___ Entries shown
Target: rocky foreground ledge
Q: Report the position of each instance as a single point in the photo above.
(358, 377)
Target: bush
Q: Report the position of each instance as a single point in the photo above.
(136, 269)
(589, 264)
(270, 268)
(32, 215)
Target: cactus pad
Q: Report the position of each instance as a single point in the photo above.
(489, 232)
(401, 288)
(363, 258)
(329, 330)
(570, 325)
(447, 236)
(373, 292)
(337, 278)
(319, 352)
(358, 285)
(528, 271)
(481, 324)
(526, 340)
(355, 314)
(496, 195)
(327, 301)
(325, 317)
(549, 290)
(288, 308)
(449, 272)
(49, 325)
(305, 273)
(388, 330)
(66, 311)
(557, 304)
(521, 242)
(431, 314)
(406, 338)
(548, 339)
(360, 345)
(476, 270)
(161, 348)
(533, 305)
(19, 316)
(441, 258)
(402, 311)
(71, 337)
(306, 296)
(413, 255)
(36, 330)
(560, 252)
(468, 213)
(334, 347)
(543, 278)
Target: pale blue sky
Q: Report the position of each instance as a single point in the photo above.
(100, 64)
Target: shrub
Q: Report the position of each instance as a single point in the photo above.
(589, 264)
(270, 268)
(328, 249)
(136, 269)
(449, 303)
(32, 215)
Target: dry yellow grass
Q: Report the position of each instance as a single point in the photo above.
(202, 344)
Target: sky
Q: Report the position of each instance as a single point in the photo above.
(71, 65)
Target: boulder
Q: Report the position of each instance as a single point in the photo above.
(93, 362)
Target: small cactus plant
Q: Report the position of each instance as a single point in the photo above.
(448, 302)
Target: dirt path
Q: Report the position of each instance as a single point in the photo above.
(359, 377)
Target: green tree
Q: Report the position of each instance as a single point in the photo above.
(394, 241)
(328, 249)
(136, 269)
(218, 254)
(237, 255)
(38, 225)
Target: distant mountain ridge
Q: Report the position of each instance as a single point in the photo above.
______
* _What the exercise asks_:
Only the lines from the one that contains "Target: pale blue sky" to the end of the entries above should be given again, exactly and in full.

* _Task solution_:
Target: pale blue sky
Q: Report the position of each instance as a single point in the photo above.
(100, 64)
Target: shrub
Q: Report the position of each instance as a single point in the photo above.
(589, 264)
(270, 268)
(328, 249)
(136, 269)
(449, 303)
(32, 215)
Target: dry yellow grass
Q: Report the position of each instance as a single point in the photo above.
(202, 344)
Target: sky
Q: Report the position of each instance as a single point in the photo above.
(71, 65)
Target: boulder
Q: Report the position of each instance as a single point in the photo above.
(93, 362)
Target: small cactus plant
Q: Report the position of each instance as a single point in the photo above.
(448, 302)
Target: dirt path
Q: Report the position of each instance as a single point in the photo above.
(359, 377)
Target: green tree
Q: Report the position of each instance as a single point in the photo above.
(394, 241)
(328, 249)
(136, 269)
(218, 254)
(237, 255)
(38, 225)
Target: distant mountain ridge
Q: Report the position of each instance as a single point in the photo above.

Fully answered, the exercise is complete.